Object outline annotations
"""

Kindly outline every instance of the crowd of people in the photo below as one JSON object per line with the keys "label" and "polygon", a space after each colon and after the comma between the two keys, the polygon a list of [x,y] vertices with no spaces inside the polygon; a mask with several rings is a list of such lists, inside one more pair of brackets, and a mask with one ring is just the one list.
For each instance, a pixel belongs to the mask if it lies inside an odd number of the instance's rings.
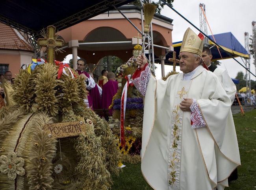
{"label": "crowd of people", "polygon": [[[155,189],[221,190],[237,179],[241,164],[231,111],[236,89],[225,70],[211,65],[203,39],[188,28],[179,55],[182,72],[166,81],[151,74],[143,53],[136,59],[139,68],[132,80],[145,98],[141,171]],[[84,71],[84,59],[77,65],[88,91],[87,107],[109,109],[112,115],[109,107],[119,89],[115,74],[103,70],[96,83]],[[0,76],[1,105],[15,103],[12,77],[9,71]]]}
{"label": "crowd of people", "polygon": [[[108,110],[112,99],[118,89],[118,82],[116,81],[115,74],[112,72],[104,69],[102,76],[96,83],[93,73],[85,72],[86,61],[82,58],[77,61],[77,69],[76,71],[84,78],[86,90],[88,94],[87,99],[84,99],[85,103],[88,108],[93,109]],[[6,71],[4,74],[0,75],[0,108],[2,106],[13,105],[15,102],[10,96],[13,91],[12,85],[14,82],[11,72]],[[109,110],[109,115],[112,115],[113,109]]]}

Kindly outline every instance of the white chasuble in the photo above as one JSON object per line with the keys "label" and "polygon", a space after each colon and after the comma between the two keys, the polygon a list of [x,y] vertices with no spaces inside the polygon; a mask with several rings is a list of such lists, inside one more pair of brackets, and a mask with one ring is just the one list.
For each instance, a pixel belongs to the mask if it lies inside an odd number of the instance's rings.
{"label": "white chasuble", "polygon": [[[240,165],[231,101],[216,76],[200,66],[191,80],[151,76],[147,89],[141,171],[156,190],[223,190]],[[197,101],[206,126],[192,129],[184,98]]]}

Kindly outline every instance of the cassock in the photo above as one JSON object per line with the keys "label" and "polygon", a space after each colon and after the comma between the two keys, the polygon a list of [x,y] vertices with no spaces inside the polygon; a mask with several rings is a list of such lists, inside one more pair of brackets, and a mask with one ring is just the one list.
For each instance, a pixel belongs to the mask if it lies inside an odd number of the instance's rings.
{"label": "cassock", "polygon": [[94,109],[101,109],[101,94],[102,89],[96,83],[94,88],[89,90],[90,96],[92,98],[93,105]]}
{"label": "cassock", "polygon": [[[145,92],[141,171],[155,189],[222,190],[240,165],[230,100],[212,72],[200,66],[192,74],[188,80],[183,73],[157,80],[146,65],[134,74]],[[180,109],[186,98],[196,101],[192,114]]]}
{"label": "cassock", "polygon": [[97,84],[102,89],[103,85],[107,83],[108,81],[108,78],[106,76],[100,76],[99,78]]}
{"label": "cassock", "polygon": [[[101,96],[102,105],[103,109],[108,109],[112,103],[114,96],[118,90],[118,82],[116,81],[109,80],[102,87],[102,94]],[[112,115],[113,108],[109,110],[109,114]]]}
{"label": "cassock", "polygon": [[1,85],[1,87],[4,90],[4,100],[5,100],[6,106],[14,105],[15,103],[11,97],[11,92],[13,91],[11,81],[4,79]]}
{"label": "cassock", "polygon": [[87,100],[84,100],[83,101],[85,104],[87,105],[87,107],[88,108],[91,108],[93,110],[93,101],[91,97],[90,96],[89,90],[95,87],[95,83],[93,79],[91,76],[87,72],[83,71],[80,71],[77,69],[76,70],[79,75],[82,74],[84,74],[88,78],[88,81],[86,83],[86,90],[88,91],[88,95],[87,96]]}

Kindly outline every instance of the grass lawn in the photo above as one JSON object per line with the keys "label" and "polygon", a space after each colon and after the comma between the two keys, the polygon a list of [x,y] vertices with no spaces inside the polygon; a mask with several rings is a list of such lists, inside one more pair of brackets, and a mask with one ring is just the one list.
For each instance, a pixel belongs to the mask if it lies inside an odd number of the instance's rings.
{"label": "grass lawn", "polygon": [[[256,190],[256,109],[233,115],[237,135],[241,166],[238,179],[230,182],[227,190]],[[153,189],[145,180],[140,164],[124,163],[119,177],[112,176],[113,190]]]}

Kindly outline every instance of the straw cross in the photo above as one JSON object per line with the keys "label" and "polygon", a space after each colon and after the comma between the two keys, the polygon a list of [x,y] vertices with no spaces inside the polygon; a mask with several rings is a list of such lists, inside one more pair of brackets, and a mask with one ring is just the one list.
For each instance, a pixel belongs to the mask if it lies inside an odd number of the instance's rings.
{"label": "straw cross", "polygon": [[139,39],[142,39],[142,38],[141,38],[139,36],[139,32],[138,32],[138,36],[134,36],[134,37],[137,39],[137,44],[139,45]]}
{"label": "straw cross", "polygon": [[47,61],[48,63],[52,64],[54,63],[55,59],[55,50],[58,50],[59,48],[63,47],[64,44],[63,40],[57,39],[58,35],[55,34],[56,29],[53,26],[48,26],[46,34],[44,30],[41,32],[44,38],[37,40],[38,45],[42,47],[41,51],[48,50]]}

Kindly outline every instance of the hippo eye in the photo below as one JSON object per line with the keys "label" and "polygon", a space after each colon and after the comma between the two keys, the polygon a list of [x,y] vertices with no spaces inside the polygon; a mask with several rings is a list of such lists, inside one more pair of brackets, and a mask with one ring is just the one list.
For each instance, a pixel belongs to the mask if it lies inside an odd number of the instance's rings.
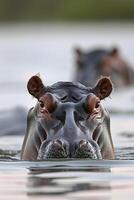
{"label": "hippo eye", "polygon": [[95,108],[99,108],[99,106],[100,106],[100,101],[97,101],[96,105],[95,105]]}
{"label": "hippo eye", "polygon": [[40,107],[43,108],[44,107],[44,103],[43,101],[39,101]]}
{"label": "hippo eye", "polygon": [[61,101],[64,101],[66,99],[67,99],[67,96],[64,96],[64,97],[61,98]]}

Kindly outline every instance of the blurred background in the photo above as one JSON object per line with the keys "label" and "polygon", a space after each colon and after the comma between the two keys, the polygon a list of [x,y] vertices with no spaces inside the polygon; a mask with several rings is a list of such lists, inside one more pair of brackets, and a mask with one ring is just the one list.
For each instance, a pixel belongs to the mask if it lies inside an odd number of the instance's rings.
{"label": "blurred background", "polygon": [[[40,74],[46,85],[74,80],[76,47],[84,52],[116,47],[133,70],[134,1],[0,0],[1,135],[24,134],[27,110],[36,102],[26,89],[32,75]],[[104,104],[128,114],[123,123],[122,115],[114,115],[114,133],[133,132],[133,84],[115,89]]]}

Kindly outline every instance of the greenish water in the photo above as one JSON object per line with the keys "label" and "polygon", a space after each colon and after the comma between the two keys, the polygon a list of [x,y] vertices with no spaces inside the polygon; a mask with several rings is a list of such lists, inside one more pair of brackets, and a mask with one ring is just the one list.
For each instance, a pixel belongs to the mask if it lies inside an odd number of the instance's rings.
{"label": "greenish water", "polygon": [[133,199],[134,161],[0,162],[1,199]]}

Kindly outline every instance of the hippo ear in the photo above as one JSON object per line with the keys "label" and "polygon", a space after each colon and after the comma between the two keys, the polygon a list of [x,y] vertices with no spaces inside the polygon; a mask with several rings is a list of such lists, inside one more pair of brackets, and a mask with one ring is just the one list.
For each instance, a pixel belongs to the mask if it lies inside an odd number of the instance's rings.
{"label": "hippo ear", "polygon": [[27,83],[28,92],[37,99],[45,91],[45,86],[38,76],[32,76]]}
{"label": "hippo ear", "polygon": [[111,56],[118,55],[118,54],[119,54],[119,49],[118,49],[117,47],[113,47],[113,48],[110,50],[109,54],[110,54]]}
{"label": "hippo ear", "polygon": [[81,48],[79,47],[75,47],[74,48],[74,53],[77,55],[77,56],[81,56],[83,54],[83,51]]}
{"label": "hippo ear", "polygon": [[93,91],[101,100],[108,97],[111,94],[112,89],[113,86],[111,80],[108,77],[103,77],[97,82],[96,86],[93,88]]}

"""

__CHALLENGE__.
Locate the line that contains "Kindly outline every instance of the greenish", then please quote it and every line after it to the end of the entries above, exactly and with nothing else.

__SOLUTION TO THIS EXERCISE__.
Kindly outline every instance of the greenish water in the photo above as one JSON object per line with the keys "label" and "polygon", a space after each colon and after the comma between the two keys, the polygon a list of [x,y] vertices with no spaces inside the polygon; a mask with several rings is a list of such lists, inside one more pair of brackets, and a mask with one ring is just the one list.
For each instance, a pixel belongs to the mask if it lies inside an odd number of the instance's rings.
{"label": "greenish water", "polygon": [[133,199],[134,161],[0,162],[1,199]]}

Kindly outline every instance of the hippo ear in the photo above as one JSON object per line with the keys "label" and "polygon", a space after each colon and after the comma between the two keys, the polygon a list of [x,y] vertices with no spaces inside the polygon; a mask with several rings is a list of such lists, inside one more pair of brackets, and a mask with one ring is just the one list.
For each instance, a pixel belongs to the mask if it lies inside an odd number of the instance's rings.
{"label": "hippo ear", "polygon": [[27,83],[28,92],[37,99],[45,91],[45,86],[38,76],[32,76]]}
{"label": "hippo ear", "polygon": [[111,56],[118,55],[118,54],[119,54],[119,49],[118,49],[117,47],[113,47],[113,48],[110,50],[109,54],[110,54]]}
{"label": "hippo ear", "polygon": [[81,48],[79,47],[75,47],[74,48],[74,53],[77,55],[77,56],[81,56],[83,54],[83,51]]}
{"label": "hippo ear", "polygon": [[93,91],[101,100],[108,97],[111,94],[112,89],[113,86],[111,80],[108,77],[103,77],[97,82],[96,86],[93,88]]}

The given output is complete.